### [Problem to solve]
Tally the lines of the records that contain the string "scissor", then give the total and nothing more.

### [Records supplied]

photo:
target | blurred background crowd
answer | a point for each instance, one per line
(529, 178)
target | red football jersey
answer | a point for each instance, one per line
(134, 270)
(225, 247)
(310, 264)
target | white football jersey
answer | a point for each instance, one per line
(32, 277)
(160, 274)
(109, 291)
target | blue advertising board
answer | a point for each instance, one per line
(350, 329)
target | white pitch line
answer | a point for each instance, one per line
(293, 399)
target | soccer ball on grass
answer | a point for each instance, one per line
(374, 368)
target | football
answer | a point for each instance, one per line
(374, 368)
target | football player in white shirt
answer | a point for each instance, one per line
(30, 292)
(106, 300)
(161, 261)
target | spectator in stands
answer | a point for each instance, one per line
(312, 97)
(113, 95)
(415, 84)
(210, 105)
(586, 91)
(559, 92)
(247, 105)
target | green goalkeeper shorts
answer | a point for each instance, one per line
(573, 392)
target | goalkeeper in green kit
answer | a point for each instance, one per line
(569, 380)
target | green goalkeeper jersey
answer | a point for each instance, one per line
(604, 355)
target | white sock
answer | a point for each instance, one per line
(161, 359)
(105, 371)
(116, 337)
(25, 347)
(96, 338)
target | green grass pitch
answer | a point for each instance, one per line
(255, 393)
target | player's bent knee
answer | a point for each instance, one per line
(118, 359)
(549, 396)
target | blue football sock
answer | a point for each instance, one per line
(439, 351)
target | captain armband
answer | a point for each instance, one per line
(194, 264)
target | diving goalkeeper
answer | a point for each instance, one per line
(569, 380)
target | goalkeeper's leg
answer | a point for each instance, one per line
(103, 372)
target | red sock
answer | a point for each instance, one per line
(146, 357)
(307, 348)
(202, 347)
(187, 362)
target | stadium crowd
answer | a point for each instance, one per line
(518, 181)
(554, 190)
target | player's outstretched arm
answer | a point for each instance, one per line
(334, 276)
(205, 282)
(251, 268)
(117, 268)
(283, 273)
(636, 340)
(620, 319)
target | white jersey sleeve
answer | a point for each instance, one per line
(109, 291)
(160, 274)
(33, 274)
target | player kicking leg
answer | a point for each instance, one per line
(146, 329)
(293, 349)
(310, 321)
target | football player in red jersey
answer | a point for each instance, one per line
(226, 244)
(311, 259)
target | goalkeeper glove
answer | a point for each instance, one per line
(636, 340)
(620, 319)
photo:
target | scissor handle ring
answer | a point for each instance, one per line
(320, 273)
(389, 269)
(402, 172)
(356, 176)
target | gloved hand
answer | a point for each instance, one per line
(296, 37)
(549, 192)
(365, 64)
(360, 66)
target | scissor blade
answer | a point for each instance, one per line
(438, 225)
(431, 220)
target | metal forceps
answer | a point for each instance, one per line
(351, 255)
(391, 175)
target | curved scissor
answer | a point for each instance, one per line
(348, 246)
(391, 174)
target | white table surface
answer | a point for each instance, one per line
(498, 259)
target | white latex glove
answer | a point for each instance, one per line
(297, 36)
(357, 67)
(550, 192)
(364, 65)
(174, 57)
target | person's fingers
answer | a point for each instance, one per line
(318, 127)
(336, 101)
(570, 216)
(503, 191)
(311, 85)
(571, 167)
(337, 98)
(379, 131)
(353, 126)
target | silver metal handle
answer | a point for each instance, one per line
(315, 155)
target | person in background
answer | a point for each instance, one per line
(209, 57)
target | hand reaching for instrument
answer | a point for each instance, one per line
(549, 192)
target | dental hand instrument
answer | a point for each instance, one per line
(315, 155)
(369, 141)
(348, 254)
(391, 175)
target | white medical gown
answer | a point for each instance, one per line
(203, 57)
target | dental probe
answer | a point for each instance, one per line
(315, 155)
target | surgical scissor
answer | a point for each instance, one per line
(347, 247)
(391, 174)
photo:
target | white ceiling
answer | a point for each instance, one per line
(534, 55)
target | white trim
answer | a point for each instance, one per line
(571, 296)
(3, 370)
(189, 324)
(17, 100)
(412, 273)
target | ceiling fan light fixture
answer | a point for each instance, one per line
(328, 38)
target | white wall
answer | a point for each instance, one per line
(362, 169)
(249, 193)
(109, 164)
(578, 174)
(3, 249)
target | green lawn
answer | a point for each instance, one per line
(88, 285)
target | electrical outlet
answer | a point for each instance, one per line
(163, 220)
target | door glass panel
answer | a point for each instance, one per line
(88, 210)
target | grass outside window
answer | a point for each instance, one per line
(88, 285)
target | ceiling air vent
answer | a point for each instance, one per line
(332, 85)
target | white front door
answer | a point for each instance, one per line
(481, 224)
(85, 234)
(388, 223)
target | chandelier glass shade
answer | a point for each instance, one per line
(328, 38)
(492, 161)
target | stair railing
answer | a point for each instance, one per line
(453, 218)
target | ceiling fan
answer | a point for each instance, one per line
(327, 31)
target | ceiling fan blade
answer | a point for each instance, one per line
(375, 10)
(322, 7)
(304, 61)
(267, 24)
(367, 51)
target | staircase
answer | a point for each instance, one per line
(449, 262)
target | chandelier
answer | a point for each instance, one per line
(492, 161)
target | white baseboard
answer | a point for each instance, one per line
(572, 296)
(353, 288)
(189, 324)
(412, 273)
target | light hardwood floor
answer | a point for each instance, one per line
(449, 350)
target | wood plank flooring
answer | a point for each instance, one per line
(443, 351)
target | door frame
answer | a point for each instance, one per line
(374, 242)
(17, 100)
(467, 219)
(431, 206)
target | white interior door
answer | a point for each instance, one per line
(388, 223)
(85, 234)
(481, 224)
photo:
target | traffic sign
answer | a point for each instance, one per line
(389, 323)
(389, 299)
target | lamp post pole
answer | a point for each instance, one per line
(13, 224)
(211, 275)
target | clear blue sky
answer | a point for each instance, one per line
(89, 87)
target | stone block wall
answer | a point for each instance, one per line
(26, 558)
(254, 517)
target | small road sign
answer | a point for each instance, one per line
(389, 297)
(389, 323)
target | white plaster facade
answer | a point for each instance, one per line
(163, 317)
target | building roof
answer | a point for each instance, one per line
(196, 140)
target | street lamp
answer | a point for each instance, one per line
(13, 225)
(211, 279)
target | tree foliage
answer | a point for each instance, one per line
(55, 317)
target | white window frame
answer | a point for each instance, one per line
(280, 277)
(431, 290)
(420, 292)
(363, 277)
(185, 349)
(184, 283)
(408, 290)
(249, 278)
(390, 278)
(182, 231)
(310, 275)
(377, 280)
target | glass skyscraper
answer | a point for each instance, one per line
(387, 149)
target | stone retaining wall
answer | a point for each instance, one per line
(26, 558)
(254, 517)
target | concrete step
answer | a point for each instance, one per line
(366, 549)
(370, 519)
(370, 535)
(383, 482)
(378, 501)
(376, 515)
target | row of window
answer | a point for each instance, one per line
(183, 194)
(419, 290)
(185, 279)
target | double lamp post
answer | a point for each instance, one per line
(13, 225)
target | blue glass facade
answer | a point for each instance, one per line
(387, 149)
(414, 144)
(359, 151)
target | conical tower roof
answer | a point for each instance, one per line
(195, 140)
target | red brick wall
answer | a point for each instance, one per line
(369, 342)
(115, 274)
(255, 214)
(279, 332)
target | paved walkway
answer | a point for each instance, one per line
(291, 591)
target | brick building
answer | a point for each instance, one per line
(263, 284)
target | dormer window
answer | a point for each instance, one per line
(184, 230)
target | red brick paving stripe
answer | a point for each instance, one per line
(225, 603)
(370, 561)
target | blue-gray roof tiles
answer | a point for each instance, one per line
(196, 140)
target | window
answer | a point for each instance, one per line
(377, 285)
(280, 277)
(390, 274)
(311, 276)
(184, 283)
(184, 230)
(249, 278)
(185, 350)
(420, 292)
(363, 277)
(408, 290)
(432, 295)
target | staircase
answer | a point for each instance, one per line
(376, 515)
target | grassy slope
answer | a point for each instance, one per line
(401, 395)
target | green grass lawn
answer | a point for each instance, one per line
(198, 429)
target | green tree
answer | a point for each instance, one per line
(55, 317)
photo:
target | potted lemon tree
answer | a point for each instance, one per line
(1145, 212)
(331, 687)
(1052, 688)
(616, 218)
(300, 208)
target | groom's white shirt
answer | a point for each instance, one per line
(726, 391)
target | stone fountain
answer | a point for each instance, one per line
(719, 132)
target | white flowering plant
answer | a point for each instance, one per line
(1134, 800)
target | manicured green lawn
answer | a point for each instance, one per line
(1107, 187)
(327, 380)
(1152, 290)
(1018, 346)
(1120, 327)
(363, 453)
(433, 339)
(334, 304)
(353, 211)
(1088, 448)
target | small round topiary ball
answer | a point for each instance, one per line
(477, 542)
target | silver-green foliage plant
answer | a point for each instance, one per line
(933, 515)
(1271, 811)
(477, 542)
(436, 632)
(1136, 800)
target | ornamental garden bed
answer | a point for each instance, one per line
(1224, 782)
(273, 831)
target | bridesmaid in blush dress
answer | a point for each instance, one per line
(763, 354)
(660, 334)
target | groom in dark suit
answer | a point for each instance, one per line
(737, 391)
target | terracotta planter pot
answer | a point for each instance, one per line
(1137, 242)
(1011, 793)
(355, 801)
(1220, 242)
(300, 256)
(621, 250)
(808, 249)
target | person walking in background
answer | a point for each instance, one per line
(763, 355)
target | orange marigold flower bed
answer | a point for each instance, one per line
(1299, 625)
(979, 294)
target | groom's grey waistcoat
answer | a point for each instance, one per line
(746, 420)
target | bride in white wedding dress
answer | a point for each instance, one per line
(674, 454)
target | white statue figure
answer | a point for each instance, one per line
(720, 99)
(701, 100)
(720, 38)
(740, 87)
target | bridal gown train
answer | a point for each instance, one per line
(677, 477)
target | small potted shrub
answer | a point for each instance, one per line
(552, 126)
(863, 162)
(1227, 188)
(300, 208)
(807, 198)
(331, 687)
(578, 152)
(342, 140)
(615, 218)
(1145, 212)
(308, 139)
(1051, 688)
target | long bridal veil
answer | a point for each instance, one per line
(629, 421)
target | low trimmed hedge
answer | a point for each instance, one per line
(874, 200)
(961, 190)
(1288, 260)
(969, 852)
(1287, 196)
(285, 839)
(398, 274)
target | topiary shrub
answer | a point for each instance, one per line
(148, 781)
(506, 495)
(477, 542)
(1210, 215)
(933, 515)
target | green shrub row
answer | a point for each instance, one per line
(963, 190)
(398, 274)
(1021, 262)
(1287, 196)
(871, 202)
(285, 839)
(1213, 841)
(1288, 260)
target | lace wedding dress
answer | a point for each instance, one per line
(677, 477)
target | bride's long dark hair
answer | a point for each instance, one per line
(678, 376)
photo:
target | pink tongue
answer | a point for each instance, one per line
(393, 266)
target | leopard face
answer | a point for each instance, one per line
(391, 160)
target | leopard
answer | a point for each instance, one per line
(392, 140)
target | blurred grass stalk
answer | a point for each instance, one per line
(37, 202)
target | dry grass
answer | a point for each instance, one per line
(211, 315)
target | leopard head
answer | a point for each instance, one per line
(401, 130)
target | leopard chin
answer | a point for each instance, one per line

### [Problem solution]
4